For daring to steal fire from the Gods, it is said, Prometheus was chained to a rock and sentenced to having his liver pecked out by birds.

Steve Jobs can relate.

Not only did Apple come awfully close to losing Jobs over the last few months, but he will never be truly out of the woods.

The bottom line is that Jobs is very lucky to be alive following a liver transplant. The first successful liver transplant took place in 1967, but it did not become common until the 1980s, with the introduction of cyclosporine.

About 6,000 liver transplants are now done each year in the U.S., but the waiting list for organs averages 17,000. Those waiting lists could be reduced as more donors can now survive having part of their liver removed for transplant.

How and why did Jobs jump the queue? He was dying dieing faster than others, the company now admits.

Paul Argenti of Dartmouth's business school says Apple deserves to face SEC action for lying about failing to disclose Jobs' condition, which is the outgrowth of his 2004 pancreatic cancer.

I hate to be one of those birds pecking at Prometheus, but I agree.

This would not be the first time for Jobs on the SEC's operating table. He was questioned in a scandal over the backdating of stock options, with Jobs later telling Forbes "nobody loves me."

That's not true at all. What we don't like, and what we shouldn't be made to like, is a lie material to our investment. Apple is as dependent on Jobs as any U.S. company since Walt Disney, and he spent months denying he was knock, knock, knockin on heaven's door.

□ □ □

**WHAT YOU NEED TO DO**
Could you copy, word for word, the stretch of the piece on Steve Jobs's liver transplant from "For daring to" through "Jobs can relate."?

□ □ □

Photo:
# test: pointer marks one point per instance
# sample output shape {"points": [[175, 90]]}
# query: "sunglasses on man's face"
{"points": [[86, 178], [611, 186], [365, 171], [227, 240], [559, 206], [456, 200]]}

□ □ □

**PROBLEM SOLUTION**
For daring to steal fire from the Gods, it is said, Prometheus was chained to a rock and sentenced to having his liver pecked out by birds.

Steve Jobs can relate.